* **INSTRUÇÕES DO EXERCÍCIO**
1 – Transcreva do texto sobre um amor antigo tudo o que vai desde "Não me lembro" até "fonte e alimento.".
2 – Segundo o texto sobre um amor antigo, o que foi, é e será sempre a pessoa a quem se dirige?
3 – Prossiga o texto sobre um amor antigo a partir do ponto em que termina.

* **EXCERTO DA PÁGINA**
....................
Não me lembro ao certo da primeira vez que te vi. Sei que foi há muitos anos e no entanto foi há pouco, há poucochinho. Foi agora mesmo. Mas lembro-me da fragilidade que aparentavas e que cedo me nomeaste o teu fiel escudeiro. Ainda hoje, por graça, me chamas o teu segurança. E sou. Há muitos anos que seguro a tua mão no nosso destino comum. Desde o teu primeiro olhar que deixei de me sentir estranho, que os teus olhos me veem e não me sinto observado. Na verdade, sofro sempre que me não vês. Foi nessa tal fragilidade que captei o teu encanto e construi este amor antigo. E quem resiste ao teu sorriso? Viciado que estou em ti, ressaco sempre que não te tenho. Choro sempre que tu choras. Carrego-me nessa força que me empurra. Conforto-me em ti, na tua pele, no teu calor. Foste, és e serás sempre luz, fonte e alimento.
....................
* **REGISTOS DE DADOS**
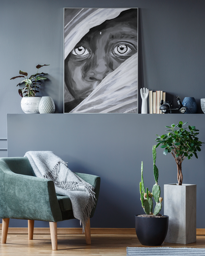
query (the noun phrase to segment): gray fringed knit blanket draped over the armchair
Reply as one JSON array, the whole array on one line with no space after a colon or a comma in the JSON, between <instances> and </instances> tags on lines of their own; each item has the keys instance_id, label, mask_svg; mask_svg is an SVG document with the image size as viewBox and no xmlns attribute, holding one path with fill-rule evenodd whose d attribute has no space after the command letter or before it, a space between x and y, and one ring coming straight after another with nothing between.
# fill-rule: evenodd
<instances>
[{"instance_id":1,"label":"gray fringed knit blanket draped over the armchair","mask_svg":"<svg viewBox=\"0 0 205 256\"><path fill-rule=\"evenodd\" d=\"M56 193L70 198L73 215L82 222L83 232L95 205L94 187L68 169L67 163L51 151L25 154L36 177L54 182Z\"/></svg>"}]
</instances>

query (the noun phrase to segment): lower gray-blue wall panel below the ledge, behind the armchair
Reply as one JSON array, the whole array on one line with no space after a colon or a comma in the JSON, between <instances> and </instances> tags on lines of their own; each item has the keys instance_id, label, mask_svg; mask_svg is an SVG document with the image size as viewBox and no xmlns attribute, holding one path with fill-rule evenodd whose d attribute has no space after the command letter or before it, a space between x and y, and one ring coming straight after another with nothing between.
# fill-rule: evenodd
<instances>
[{"instance_id":1,"label":"lower gray-blue wall panel below the ledge, behind the armchair","mask_svg":"<svg viewBox=\"0 0 205 256\"><path fill-rule=\"evenodd\" d=\"M141 161L145 186L151 189L156 134L166 133L165 125L180 120L195 125L205 142L202 114L8 114L8 156L52 150L72 171L100 176L99 205L91 226L134 227L134 215L143 212L139 200ZM183 183L196 183L198 195L204 191L204 150L203 145L199 159L186 159L182 164ZM177 169L173 157L162 152L157 149L156 165L163 196L164 184L177 182ZM197 225L204 228L205 207L200 196L197 200ZM60 225L75 226L76 221Z\"/></svg>"}]
</instances>

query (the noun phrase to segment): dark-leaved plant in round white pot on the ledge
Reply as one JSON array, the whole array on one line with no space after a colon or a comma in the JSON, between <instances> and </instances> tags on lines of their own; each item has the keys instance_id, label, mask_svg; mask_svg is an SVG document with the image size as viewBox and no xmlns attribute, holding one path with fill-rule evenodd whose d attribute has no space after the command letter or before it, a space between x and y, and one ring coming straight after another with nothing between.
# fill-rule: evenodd
<instances>
[{"instance_id":1,"label":"dark-leaved plant in round white pot on the ledge","mask_svg":"<svg viewBox=\"0 0 205 256\"><path fill-rule=\"evenodd\" d=\"M39 85L42 85L41 81L48 79L47 77L43 76L46 73L38 73L38 70L43 66L49 66L48 64L40 65L38 64L36 66L37 72L35 74L32 74L30 77L28 77L27 72L19 71L18 76L14 76L10 78L16 79L18 77L24 77L24 79L17 84L22 85L25 84L25 87L23 89L19 89L19 95L22 97L21 100L21 108L25 113L39 113L38 111L38 105L40 102L41 97L36 97L36 93L38 93Z\"/></svg>"}]
</instances>

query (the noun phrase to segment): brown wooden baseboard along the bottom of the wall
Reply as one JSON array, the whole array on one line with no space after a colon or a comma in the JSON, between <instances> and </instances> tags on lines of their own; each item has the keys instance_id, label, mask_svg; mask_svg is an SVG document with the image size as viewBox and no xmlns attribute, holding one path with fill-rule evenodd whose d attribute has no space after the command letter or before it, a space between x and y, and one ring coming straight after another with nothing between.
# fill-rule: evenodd
<instances>
[{"instance_id":1,"label":"brown wooden baseboard along the bottom of the wall","mask_svg":"<svg viewBox=\"0 0 205 256\"><path fill-rule=\"evenodd\" d=\"M0 223L0 230L2 224ZM8 234L28 234L27 227L9 227ZM34 227L34 234L50 234L49 227ZM81 234L82 228L59 227L58 234ZM92 235L135 235L135 228L91 228ZM197 235L205 235L205 228L197 228Z\"/></svg>"}]
</instances>

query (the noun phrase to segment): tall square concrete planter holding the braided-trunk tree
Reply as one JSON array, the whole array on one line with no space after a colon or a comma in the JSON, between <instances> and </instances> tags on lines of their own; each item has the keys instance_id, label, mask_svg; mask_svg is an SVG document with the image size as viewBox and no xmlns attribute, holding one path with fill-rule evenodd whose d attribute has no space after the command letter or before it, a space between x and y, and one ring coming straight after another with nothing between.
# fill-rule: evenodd
<instances>
[{"instance_id":1,"label":"tall square concrete planter holding the braided-trunk tree","mask_svg":"<svg viewBox=\"0 0 205 256\"><path fill-rule=\"evenodd\" d=\"M164 215L169 216L166 243L196 242L196 184L165 184Z\"/></svg>"}]
</instances>

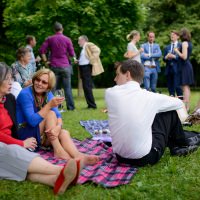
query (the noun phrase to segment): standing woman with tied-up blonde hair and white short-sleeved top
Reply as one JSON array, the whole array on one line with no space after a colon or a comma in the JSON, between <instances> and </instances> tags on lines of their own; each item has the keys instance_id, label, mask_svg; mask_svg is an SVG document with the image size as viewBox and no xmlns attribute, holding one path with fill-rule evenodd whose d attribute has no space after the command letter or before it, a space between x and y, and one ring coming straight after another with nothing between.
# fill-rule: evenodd
<instances>
[{"instance_id":1,"label":"standing woman with tied-up blonde hair and white short-sleeved top","mask_svg":"<svg viewBox=\"0 0 200 200\"><path fill-rule=\"evenodd\" d=\"M128 43L127 52L124 54L124 57L141 63L140 53L143 52L144 49L140 48L138 50L136 47L136 44L140 40L140 33L136 30L133 30L126 36L126 38L130 42Z\"/></svg>"}]
</instances>

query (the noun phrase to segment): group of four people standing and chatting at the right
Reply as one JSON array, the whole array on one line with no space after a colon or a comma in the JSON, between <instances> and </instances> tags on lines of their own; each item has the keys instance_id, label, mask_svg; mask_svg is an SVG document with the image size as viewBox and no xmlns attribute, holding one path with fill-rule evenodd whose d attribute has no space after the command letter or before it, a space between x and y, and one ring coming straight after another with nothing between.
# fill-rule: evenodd
<instances>
[{"instance_id":1,"label":"group of four people standing and chatting at the right","mask_svg":"<svg viewBox=\"0 0 200 200\"><path fill-rule=\"evenodd\" d=\"M181 42L179 42L179 38ZM155 33L148 32L148 42L137 49L136 44L140 40L140 33L132 31L127 35L130 41L127 46L125 58L136 60L144 66L144 88L156 92L158 73L160 70L159 59L162 51L159 44L155 43ZM163 61L166 63L165 75L170 96L176 96L185 102L189 110L190 86L194 84L193 68L190 62L192 53L191 34L186 28L180 32L172 30L170 33L171 43L164 49Z\"/></svg>"}]
</instances>

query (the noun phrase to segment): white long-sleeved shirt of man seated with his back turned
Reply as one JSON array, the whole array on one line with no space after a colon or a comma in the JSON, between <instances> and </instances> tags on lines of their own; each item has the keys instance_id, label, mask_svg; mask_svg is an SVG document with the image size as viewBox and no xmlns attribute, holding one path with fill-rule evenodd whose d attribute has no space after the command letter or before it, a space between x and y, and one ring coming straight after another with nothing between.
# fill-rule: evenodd
<instances>
[{"instance_id":1,"label":"white long-sleeved shirt of man seated with his back turned","mask_svg":"<svg viewBox=\"0 0 200 200\"><path fill-rule=\"evenodd\" d=\"M135 81L107 89L105 100L113 151L132 159L150 152L155 115L183 107L178 98L146 91Z\"/></svg>"}]
</instances>

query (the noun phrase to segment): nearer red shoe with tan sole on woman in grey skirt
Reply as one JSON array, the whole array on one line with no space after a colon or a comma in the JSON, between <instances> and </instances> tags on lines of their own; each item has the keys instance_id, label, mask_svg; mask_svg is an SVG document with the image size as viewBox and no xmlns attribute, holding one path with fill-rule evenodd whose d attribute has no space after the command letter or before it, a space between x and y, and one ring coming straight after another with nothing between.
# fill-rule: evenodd
<instances>
[{"instance_id":1,"label":"nearer red shoe with tan sole on woman in grey skirt","mask_svg":"<svg viewBox=\"0 0 200 200\"><path fill-rule=\"evenodd\" d=\"M66 165L62 168L54 185L53 192L55 195L63 194L67 187L75 181L78 173L77 161L70 159ZM79 167L80 169L80 167Z\"/></svg>"}]
</instances>

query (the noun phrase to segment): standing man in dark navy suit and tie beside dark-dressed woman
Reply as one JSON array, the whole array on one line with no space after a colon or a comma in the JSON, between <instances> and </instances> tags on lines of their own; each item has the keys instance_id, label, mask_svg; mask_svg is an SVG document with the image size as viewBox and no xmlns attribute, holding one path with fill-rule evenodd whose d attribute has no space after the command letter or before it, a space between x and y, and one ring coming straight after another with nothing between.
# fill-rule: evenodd
<instances>
[{"instance_id":1,"label":"standing man in dark navy suit and tie beside dark-dressed woman","mask_svg":"<svg viewBox=\"0 0 200 200\"><path fill-rule=\"evenodd\" d=\"M181 43L178 42L179 33L175 30L171 31L171 44L165 47L163 60L166 63L165 75L167 76L167 87L170 96L175 93L180 99L183 99L183 91L181 89L181 69L178 64L179 56L174 51L175 48L180 49Z\"/></svg>"}]
</instances>

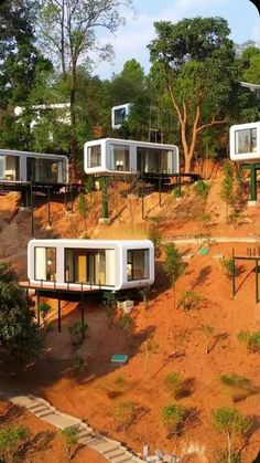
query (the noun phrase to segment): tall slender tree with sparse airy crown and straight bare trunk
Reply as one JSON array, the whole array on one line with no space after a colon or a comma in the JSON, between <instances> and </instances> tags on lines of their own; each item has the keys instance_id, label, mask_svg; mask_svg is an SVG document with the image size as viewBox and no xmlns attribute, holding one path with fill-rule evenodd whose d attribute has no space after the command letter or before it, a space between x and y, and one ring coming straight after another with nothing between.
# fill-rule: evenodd
<instances>
[{"instance_id":1,"label":"tall slender tree with sparse airy crown and straight bare trunk","mask_svg":"<svg viewBox=\"0 0 260 463\"><path fill-rule=\"evenodd\" d=\"M89 66L89 52L110 56L110 45L98 43L96 31L105 28L116 32L123 22L119 9L131 0L37 0L39 28L45 51L61 69L69 86L72 179L77 171L76 88L79 64Z\"/></svg>"}]
</instances>

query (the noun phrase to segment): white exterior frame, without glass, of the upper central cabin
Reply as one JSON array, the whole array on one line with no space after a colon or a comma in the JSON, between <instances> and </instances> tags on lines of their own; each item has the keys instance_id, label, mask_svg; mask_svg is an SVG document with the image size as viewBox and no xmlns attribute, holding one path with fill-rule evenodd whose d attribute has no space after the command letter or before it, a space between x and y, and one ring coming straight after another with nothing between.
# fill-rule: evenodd
<instances>
[{"instance_id":1,"label":"white exterior frame, without glass, of the upper central cabin","mask_svg":"<svg viewBox=\"0 0 260 463\"><path fill-rule=\"evenodd\" d=\"M101 148L101 166L98 167L88 167L88 147L100 145ZM111 158L110 158L110 146L111 145L126 145L130 148L130 156L129 156L129 170L121 171L111 169ZM95 173L134 173L137 172L137 148L138 147L151 147L154 149L165 149L173 151L173 160L172 160L172 172L178 173L180 172L180 158L178 158L178 148L175 145L164 145L164 144L155 144L155 143L148 143L148 141L136 141L136 140L124 140L119 138L101 138L99 140L91 140L86 141L84 145L84 170L86 173L95 175ZM170 158L170 155L169 155ZM171 162L170 162L171 164Z\"/></svg>"}]
</instances>

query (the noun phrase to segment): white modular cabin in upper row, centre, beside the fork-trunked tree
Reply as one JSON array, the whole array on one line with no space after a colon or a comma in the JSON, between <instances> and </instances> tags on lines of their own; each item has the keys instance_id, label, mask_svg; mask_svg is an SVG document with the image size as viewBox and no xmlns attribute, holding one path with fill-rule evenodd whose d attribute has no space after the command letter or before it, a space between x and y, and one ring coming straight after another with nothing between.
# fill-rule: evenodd
<instances>
[{"instance_id":1,"label":"white modular cabin in upper row, centre, beside the fork-trunked tree","mask_svg":"<svg viewBox=\"0 0 260 463\"><path fill-rule=\"evenodd\" d=\"M178 148L148 141L102 138L84 145L88 175L180 172Z\"/></svg>"}]
</instances>

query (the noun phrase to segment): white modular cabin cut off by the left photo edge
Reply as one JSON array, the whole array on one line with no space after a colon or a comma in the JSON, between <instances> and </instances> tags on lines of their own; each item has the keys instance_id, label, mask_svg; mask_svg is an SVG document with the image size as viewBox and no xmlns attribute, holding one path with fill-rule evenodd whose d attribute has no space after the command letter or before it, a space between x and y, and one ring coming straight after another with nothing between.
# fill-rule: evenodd
<instances>
[{"instance_id":1,"label":"white modular cabin cut off by the left photo edge","mask_svg":"<svg viewBox=\"0 0 260 463\"><path fill-rule=\"evenodd\" d=\"M0 181L67 183L66 156L0 149Z\"/></svg>"}]
</instances>

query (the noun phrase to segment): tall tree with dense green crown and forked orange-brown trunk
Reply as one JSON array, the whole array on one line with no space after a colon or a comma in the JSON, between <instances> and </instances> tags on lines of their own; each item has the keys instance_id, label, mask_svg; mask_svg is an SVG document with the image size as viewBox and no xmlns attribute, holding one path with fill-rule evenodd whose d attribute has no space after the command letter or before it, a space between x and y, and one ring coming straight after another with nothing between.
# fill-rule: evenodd
<instances>
[{"instance_id":1,"label":"tall tree with dense green crown and forked orange-brown trunk","mask_svg":"<svg viewBox=\"0 0 260 463\"><path fill-rule=\"evenodd\" d=\"M202 130L225 124L225 106L238 80L235 50L223 18L154 23L151 61L171 97L181 127L185 171Z\"/></svg>"}]
</instances>

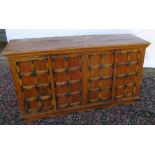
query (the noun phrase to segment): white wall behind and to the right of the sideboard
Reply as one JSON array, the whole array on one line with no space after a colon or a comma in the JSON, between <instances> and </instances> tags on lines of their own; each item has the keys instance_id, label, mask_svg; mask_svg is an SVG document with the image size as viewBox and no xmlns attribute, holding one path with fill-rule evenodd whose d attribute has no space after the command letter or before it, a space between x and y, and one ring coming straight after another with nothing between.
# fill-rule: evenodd
<instances>
[{"instance_id":1,"label":"white wall behind and to the right of the sideboard","mask_svg":"<svg viewBox=\"0 0 155 155\"><path fill-rule=\"evenodd\" d=\"M20 38L38 38L52 36L69 36L69 35L88 35L88 34L121 34L131 33L147 41L151 45L147 48L145 55L144 67L155 67L155 29L137 30L137 29L6 29L8 41Z\"/></svg>"}]
</instances>

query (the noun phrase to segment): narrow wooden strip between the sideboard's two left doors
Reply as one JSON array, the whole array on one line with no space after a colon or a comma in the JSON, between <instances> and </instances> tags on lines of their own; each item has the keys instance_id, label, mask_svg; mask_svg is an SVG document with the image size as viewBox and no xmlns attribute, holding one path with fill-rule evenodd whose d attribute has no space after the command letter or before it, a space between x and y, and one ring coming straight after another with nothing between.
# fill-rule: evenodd
<instances>
[{"instance_id":1,"label":"narrow wooden strip between the sideboard's two left doors","mask_svg":"<svg viewBox=\"0 0 155 155\"><path fill-rule=\"evenodd\" d=\"M57 106L56 106L56 99L55 99L55 86L54 86L54 75L53 75L54 65L51 61L50 55L48 55L48 63L49 63L49 76L51 80L51 95L52 95L54 111L56 111Z\"/></svg>"}]
</instances>

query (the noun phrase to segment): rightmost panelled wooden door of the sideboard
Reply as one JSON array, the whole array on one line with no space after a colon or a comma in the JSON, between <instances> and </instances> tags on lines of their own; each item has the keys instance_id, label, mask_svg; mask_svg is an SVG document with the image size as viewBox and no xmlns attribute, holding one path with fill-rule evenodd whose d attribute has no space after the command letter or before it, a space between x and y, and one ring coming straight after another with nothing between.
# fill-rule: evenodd
<instances>
[{"instance_id":1,"label":"rightmost panelled wooden door of the sideboard","mask_svg":"<svg viewBox=\"0 0 155 155\"><path fill-rule=\"evenodd\" d=\"M143 49L117 51L116 100L139 96L144 53Z\"/></svg>"}]
</instances>

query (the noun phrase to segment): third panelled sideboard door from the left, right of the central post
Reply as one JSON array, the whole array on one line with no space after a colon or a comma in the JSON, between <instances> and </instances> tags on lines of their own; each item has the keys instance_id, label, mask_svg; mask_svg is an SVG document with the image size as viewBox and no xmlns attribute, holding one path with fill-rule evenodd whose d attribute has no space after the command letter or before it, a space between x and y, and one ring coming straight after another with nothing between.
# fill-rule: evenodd
<instances>
[{"instance_id":1,"label":"third panelled sideboard door from the left, right of the central post","mask_svg":"<svg viewBox=\"0 0 155 155\"><path fill-rule=\"evenodd\" d=\"M88 103L111 102L114 52L89 54L88 66Z\"/></svg>"}]
</instances>

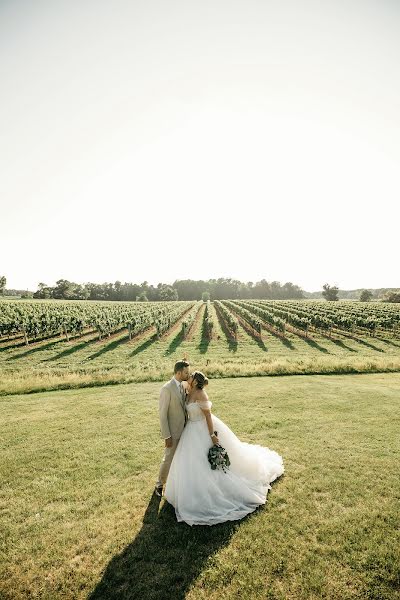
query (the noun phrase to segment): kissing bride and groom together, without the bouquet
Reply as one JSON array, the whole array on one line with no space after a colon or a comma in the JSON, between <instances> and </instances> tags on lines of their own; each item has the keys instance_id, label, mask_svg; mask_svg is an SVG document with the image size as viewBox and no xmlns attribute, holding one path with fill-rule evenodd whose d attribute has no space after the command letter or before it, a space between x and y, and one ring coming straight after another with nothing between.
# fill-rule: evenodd
<instances>
[{"instance_id":1,"label":"kissing bride and groom together, without the bouquet","mask_svg":"<svg viewBox=\"0 0 400 600\"><path fill-rule=\"evenodd\" d=\"M175 363L174 376L161 388L165 448L155 493L188 525L236 521L266 503L270 483L284 472L283 459L275 450L241 442L212 414L208 379L189 368L185 360ZM213 445L227 451L228 470L211 469L208 452Z\"/></svg>"}]
</instances>

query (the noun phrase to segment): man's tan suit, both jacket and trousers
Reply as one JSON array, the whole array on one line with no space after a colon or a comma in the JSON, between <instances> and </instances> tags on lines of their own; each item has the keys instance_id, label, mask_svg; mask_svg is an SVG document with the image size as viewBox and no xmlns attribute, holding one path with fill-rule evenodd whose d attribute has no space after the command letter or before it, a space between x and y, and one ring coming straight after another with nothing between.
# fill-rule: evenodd
<instances>
[{"instance_id":1,"label":"man's tan suit, both jacket and trousers","mask_svg":"<svg viewBox=\"0 0 400 600\"><path fill-rule=\"evenodd\" d=\"M176 447L186 423L185 392L179 390L179 381L173 377L164 384L160 392L161 437L172 438L171 448L164 448L157 486L165 485Z\"/></svg>"}]
</instances>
....................
* **RESPOSTAS DO EXERCÍCIO**
1 –
Não me lembro ao certo da primeira vez que te vi. Sei que foi há muitos anos e no entanto foi há pouco, há poucochinho. Foi agora mesmo. Mas lembro-me da fragilidade que aparentavas e que cedo me nomeaste o teu fiel escudeiro. Ainda hoje, por graça, me chamas o teu segurança. E sou. Há muitos anos que seguro a tua mão no nosso destino comum. Desde o teu primeiro olhar que deixei de me sentir estranho, que os teus olhos me veem e não me sinto observado. Na verdade, sofro sempre que me não vês. Foi nessa tal fragilidade que captei o teu encanto e construi este amor antigo. E quem resiste ao teu sorriso? Viciado que estou em ti, ressaco sempre que não te tenho. Choro sempre que tu choras. Carrego-me nessa força que me empurra. Conforto-me em ti, na tua pele, no teu calor. Foste, és e serás sempre luz, fonte e alimento.

2 – Luz, fonte e alimento.

3 –
Fruto

Sabes, eu sempre quis ser pai. Tinha essa ideia, essa vontade. Para que serve a semente se não germinar um dia? Lembras-te do primeiro banho que te dei? Consegues ter memória desse momento? Mais do que memória, és a minha carne, a minha pele e não caibo em mim quando dizem que és meu, que não enganas. Lembras-te das nossas insónias? Quando juntos preenchíamos as noites más tornando-as mais suportáveis. Recordas o super-herói que um dia te dei? Para o infinito e mais além! Muito mais além, num lugar onde estaremos sempre juntos, aconteça o que acontecer. Talvez não tenha o direito mas quero que saibas que em ti, vejo-me em mim, em versão melhorada.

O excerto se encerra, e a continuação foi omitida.